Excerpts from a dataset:
⟨

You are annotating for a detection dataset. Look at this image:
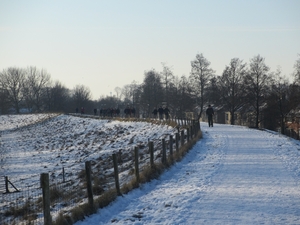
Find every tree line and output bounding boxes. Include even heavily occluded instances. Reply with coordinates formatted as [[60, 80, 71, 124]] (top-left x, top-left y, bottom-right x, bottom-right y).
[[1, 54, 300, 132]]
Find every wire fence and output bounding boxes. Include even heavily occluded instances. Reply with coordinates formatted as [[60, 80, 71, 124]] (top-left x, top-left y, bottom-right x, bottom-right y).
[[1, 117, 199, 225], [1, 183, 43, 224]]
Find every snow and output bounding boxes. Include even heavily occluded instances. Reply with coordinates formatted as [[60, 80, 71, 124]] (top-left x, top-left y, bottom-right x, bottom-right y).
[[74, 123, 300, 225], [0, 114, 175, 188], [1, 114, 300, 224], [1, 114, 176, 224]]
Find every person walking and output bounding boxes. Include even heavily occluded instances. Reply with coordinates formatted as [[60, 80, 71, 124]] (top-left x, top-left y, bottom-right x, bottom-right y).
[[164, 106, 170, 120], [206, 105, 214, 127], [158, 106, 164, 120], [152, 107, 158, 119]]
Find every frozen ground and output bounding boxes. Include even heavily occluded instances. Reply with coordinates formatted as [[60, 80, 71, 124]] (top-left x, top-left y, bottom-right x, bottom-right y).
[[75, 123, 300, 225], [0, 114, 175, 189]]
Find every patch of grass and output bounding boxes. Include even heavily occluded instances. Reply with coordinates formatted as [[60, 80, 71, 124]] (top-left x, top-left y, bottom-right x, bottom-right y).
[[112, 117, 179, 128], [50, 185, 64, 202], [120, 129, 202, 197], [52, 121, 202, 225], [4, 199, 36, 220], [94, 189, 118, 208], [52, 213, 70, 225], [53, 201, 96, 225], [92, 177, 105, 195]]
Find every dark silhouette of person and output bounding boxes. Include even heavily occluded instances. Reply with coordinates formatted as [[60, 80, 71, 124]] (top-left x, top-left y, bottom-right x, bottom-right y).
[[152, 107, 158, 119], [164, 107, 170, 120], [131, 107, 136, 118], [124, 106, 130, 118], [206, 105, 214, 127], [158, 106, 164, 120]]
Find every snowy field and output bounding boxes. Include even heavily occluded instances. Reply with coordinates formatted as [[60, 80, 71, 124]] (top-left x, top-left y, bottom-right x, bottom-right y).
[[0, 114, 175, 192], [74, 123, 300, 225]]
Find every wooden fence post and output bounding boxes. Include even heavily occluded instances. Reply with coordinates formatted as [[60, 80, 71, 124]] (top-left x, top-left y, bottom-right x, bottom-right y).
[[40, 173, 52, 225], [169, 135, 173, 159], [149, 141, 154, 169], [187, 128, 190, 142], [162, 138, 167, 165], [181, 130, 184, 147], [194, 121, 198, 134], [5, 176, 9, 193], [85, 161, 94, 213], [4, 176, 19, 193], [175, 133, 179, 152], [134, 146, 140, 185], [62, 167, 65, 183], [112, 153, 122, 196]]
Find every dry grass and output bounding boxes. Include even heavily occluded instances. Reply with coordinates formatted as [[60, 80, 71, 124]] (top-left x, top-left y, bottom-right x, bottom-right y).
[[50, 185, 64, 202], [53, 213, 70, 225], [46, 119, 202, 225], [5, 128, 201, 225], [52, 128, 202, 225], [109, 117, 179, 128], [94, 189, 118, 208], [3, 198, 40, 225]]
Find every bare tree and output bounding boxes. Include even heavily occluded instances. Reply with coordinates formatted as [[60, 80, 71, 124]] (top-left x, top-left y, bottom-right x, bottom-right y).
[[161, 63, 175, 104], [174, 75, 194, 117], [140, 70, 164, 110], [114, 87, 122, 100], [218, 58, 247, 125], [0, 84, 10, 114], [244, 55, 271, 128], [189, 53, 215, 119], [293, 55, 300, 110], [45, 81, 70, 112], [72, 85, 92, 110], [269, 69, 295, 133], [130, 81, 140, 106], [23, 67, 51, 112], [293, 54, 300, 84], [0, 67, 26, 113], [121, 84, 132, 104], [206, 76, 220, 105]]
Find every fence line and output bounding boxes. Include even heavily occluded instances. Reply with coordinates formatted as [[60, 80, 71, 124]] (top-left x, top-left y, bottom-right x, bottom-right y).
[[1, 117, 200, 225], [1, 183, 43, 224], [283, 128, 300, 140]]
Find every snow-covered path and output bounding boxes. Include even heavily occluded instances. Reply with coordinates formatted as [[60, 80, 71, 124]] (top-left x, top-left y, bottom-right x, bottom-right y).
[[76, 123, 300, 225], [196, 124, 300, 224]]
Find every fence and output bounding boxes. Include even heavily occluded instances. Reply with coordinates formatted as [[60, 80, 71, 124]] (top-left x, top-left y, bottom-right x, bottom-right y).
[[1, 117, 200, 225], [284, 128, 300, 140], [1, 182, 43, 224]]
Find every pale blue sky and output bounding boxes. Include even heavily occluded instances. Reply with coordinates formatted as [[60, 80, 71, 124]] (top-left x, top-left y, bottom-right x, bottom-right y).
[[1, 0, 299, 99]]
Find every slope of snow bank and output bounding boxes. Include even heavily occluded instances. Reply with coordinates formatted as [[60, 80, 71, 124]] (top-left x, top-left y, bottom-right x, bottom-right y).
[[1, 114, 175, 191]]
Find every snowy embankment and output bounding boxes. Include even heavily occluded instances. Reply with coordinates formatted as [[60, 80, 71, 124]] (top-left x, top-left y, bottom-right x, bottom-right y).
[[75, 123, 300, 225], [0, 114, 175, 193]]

⟩

WORK REQUIRED: Every line above should be repeated exactly; pictures stay out of the copy.

TASK RESULT:
You are annotating for a detection dataset. Look at this image:
Find every tree line and output bounding boxes. Include even heavily occluded instances. Reply with coordinates formatted as [[60, 80, 71, 124]] (top-left x, top-left y, bottom-right x, bottom-right y).
[[1, 54, 300, 132]]
Find every wire fence and output bounding boxes. Include even heavily occluded instances. Reply with coordinates formatted as [[60, 80, 71, 124]] (top-left x, top-left y, bottom-right x, bottom-right y).
[[1, 117, 199, 225], [1, 183, 43, 224]]
Find every snow and output bounding boxes. Include even heavily occluded instances. Reply with coordinates formatted as [[60, 80, 71, 124]] (top-left x, top-left y, bottom-right x, bottom-right y).
[[74, 123, 300, 225], [0, 114, 175, 188], [1, 114, 300, 224], [1, 114, 176, 224]]
Find every person walking and output bounding boxes. Include even heavily occluded instances. Reply with coordinates formatted as [[60, 80, 71, 124]] (top-left x, top-left y, bottom-right x, bottom-right y).
[[164, 106, 170, 120], [206, 105, 214, 127], [158, 106, 164, 120], [152, 107, 158, 119]]
Find every frozen ground and output bounding boxes. Include even heavily occluded instances. Reply with coordinates formatted as [[60, 80, 71, 124]] (top-left x, top-left y, bottom-right x, bottom-right y).
[[75, 123, 300, 225], [0, 114, 175, 189]]
Find every patch of grass and output bounding boxes. Include even heavily occluded instances. Reply with coordinates formatted as [[60, 80, 71, 124]] (top-left x, top-left y, bottom-right x, bottom-right y).
[[112, 117, 179, 128], [50, 185, 64, 202], [120, 129, 202, 197], [52, 121, 202, 225], [4, 199, 36, 220], [94, 189, 118, 208], [52, 213, 70, 225], [53, 201, 96, 225], [92, 177, 105, 195]]
Find every dark silhouette of person and output bounding boxes. Include even heavily occluded instances. Reply with coordinates formatted as [[60, 80, 71, 124]] (top-left x, top-left y, bottom-right x, bottom-right y).
[[152, 107, 158, 119], [164, 107, 170, 120], [131, 107, 136, 118], [124, 106, 130, 118], [206, 105, 214, 127], [158, 106, 164, 120]]
Find every snowy field and output bounding boxes. Include even heavily occluded instances. Reply with coordinates formatted as [[60, 80, 71, 124]] (top-left x, top-left y, bottom-right x, bottom-right y).
[[0, 114, 175, 192], [74, 123, 300, 225]]
Find every wooden fence post and output bounding boxes. Include even heavily occluded instances. Reply with coordinates formatted as [[60, 80, 71, 124]] (top-left x, top-left y, bottom-right x, bottom-right y).
[[40, 173, 52, 225], [169, 135, 173, 159], [149, 141, 154, 169], [187, 128, 190, 142], [162, 138, 167, 165], [181, 130, 184, 147], [194, 121, 198, 134], [5, 176, 9, 193], [85, 161, 94, 213], [4, 176, 19, 193], [175, 133, 179, 152], [134, 146, 140, 185], [62, 167, 65, 183], [112, 153, 122, 196]]
Find every dry grass and output bounding boxes. Include even heavily occluded instances. Reply with coordinates formatted as [[60, 80, 71, 124]] (top-left x, top-left y, bottom-right x, bottom-right y).
[[50, 185, 64, 202], [53, 213, 70, 225], [46, 119, 202, 225], [5, 128, 201, 225], [52, 128, 202, 225], [109, 117, 179, 128], [94, 189, 118, 208], [3, 198, 40, 225]]
Find every bare tree and output bounding boxes. Include even heavily occluded instances. Reply with coordinates formatted as [[60, 80, 71, 124]] (top-left x, top-left y, bottom-right x, bottom-right y).
[[161, 63, 175, 104], [174, 75, 194, 117], [140, 70, 164, 110], [114, 87, 122, 100], [218, 58, 247, 125], [0, 84, 10, 114], [244, 55, 271, 128], [189, 53, 215, 119], [293, 55, 300, 110], [45, 81, 70, 112], [72, 85, 92, 110], [269, 69, 295, 133], [130, 81, 140, 106], [23, 67, 51, 112], [293, 54, 300, 84], [0, 67, 26, 113], [121, 84, 132, 104], [206, 76, 220, 105]]
Find every fence line and output bounding boxes. Include even heavily occluded instances. Reply with coordinates formatted as [[60, 80, 71, 124]] (top-left x, top-left y, bottom-right x, bottom-right y).
[[1, 117, 200, 225], [1, 183, 43, 224], [283, 128, 300, 140]]
Find every snow-covered path and output bounding boxes. Include even heavily occluded instances. Reply with coordinates formatted as [[60, 80, 71, 124]] (top-left x, top-left y, bottom-right x, bottom-right y).
[[76, 123, 300, 225], [196, 124, 300, 224]]
Find every fence and output bounding boxes. Include even heavily occluded instances. Reply with coordinates formatted as [[60, 80, 71, 124]] (top-left x, top-left y, bottom-right x, bottom-right y).
[[1, 117, 200, 225], [284, 128, 300, 140], [1, 182, 43, 224]]
Find every pale blue sky and output bounding boxes. Include even heavily occluded instances. Reply with coordinates formatted as [[60, 80, 71, 124]] (top-left x, top-left y, bottom-right x, bottom-right y).
[[1, 0, 299, 99]]
Find every slope of snow bank and output bounding boxes. Include even heavily occluded instances. Reply with coordinates formatted as [[60, 80, 71, 124]] (top-left x, top-left y, bottom-right x, bottom-right y).
[[1, 114, 175, 191]]
Find every snowy embankment and output bounding boxes. Include even heavily occluded instances. Reply with coordinates formatted as [[60, 80, 71, 124]] (top-left x, top-left y, bottom-right x, bottom-right y).
[[75, 123, 300, 225], [0, 114, 175, 193]]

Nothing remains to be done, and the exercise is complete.